VORGEGEBENER TEXT =>
Der Kannibale von Rotenburg im Buch

Der Sexualwissenschaftler Klaus M. Meier, Leiter des Instituts für Sexualwissenschaft und Sexualmedizin an der Berliner Charité, hat ein Buch über „sexuellen Kannibalismus“ geschrieben. Er hat sich dafür intensiv mit dem als „Kannibale von Rotenburg“ bekannt gewordenen Täter Armin Meiwes auseinander gesetzt, der aus seiner Sicht weder ein geistesgestörter Mörder noch ein Sadist ist, sondern ein extremer Fetischist mit einer schweren Bindungsstörung: „Mit dem Schlachten seines Opfers wollte Meiwes keinen Lustgewinn erreichen, wie es bei Sadisten der Fall wäre, sondern eine Bindung eingehen.“ sagt Meier in einem Interview mit der ZEIT.

BEREITGESTELLTE DATENSÄTZE =>
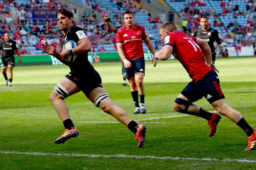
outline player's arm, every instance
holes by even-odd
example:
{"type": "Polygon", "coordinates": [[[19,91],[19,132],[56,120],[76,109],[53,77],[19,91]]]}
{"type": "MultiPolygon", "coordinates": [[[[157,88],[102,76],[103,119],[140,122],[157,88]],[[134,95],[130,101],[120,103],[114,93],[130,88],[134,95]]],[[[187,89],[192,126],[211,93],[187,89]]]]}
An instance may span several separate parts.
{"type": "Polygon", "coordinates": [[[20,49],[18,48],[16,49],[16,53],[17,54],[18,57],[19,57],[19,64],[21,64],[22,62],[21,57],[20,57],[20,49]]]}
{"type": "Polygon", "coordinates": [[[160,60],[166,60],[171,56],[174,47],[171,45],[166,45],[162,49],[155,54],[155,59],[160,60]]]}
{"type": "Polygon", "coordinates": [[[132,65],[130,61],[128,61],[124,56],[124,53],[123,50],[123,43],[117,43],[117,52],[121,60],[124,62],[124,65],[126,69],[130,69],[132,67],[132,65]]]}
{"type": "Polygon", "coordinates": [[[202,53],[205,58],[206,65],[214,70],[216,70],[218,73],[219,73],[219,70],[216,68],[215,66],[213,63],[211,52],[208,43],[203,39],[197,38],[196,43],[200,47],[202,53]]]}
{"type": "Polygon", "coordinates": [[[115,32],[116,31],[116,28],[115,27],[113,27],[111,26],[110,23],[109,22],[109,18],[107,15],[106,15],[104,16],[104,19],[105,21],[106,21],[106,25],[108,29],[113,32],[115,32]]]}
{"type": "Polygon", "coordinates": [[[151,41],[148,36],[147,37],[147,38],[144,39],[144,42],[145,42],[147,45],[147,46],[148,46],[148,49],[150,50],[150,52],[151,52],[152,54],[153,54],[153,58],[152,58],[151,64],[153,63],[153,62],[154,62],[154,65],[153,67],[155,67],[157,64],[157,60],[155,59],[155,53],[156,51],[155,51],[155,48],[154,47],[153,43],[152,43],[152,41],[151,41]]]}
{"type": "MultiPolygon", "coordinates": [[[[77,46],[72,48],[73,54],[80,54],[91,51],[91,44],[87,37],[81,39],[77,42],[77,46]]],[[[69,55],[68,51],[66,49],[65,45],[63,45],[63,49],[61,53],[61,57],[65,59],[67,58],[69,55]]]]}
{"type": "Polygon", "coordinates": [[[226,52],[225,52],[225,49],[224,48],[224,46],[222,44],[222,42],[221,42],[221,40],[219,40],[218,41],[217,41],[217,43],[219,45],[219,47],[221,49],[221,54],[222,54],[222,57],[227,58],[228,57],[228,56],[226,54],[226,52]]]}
---
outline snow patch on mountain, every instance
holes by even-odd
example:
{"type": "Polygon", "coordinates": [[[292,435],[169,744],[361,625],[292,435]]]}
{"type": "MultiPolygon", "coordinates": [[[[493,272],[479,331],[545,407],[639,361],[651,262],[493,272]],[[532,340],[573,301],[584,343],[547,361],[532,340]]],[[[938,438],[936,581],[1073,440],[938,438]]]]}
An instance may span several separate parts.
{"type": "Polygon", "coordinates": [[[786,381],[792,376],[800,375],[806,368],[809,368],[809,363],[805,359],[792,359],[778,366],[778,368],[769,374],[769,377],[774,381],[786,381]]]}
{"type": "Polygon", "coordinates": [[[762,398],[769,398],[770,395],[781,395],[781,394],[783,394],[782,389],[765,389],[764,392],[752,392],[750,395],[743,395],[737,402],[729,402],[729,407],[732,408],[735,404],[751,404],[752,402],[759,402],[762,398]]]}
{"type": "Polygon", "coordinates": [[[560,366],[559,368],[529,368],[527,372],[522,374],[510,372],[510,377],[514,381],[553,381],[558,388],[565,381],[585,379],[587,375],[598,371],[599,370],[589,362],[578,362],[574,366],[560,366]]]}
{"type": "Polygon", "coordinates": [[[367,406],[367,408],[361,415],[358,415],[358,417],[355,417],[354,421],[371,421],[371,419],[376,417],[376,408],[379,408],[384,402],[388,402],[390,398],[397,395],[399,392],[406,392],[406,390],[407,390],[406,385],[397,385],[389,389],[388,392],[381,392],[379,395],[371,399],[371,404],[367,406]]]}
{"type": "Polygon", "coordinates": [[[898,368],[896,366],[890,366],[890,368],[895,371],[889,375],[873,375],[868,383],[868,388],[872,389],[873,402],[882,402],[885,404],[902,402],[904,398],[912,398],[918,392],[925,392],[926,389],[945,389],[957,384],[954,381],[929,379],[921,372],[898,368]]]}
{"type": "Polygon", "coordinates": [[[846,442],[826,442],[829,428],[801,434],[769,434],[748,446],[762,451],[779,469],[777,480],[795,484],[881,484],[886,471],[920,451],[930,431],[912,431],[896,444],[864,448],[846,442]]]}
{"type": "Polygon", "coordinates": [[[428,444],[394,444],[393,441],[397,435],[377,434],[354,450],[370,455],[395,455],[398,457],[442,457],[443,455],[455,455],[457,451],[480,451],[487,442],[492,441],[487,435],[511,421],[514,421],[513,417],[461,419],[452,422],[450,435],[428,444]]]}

ZUR BEARBEITUNG => Gib aus dem Text über den Kannibalen von Rotenburg den Abschnitt von „Der Sexualwissenschaftler Klaus“ bis einschließlich „mit der ZEIT.“ wortgetreu wieder. Die Datensätze stammen aus einer anderen Quelle als der Text.

LÖSUNG =>
Der Sexualwissenschaftler Klaus M. Meier, Leiter des Instituts für Sexualwissenschaft und Sexualmedizin an der Berliner Charité, hat ein Buch über „sexuellen Kannibalismus“ geschrieben. Er hat sich dafür intensiv mit dem als „Kannibale von Rotenburg“ bekannt gewordenen Täter Armin Meiwes auseinander gesetzt, der aus seiner Sicht weder ein geistesgestörter Mörder noch ein Sadist ist, sondern ein extremer Fetischist mit einer schweren Bindungsstörung: „Mit dem Schlachten seines Opfers wollte Meiwes keinen Lustgewinn erreichen, wie es bei Sadisten der Fall wäre, sondern eine Bindung eingehen.“ sagt Meier in einem Interview mit der ZEIT.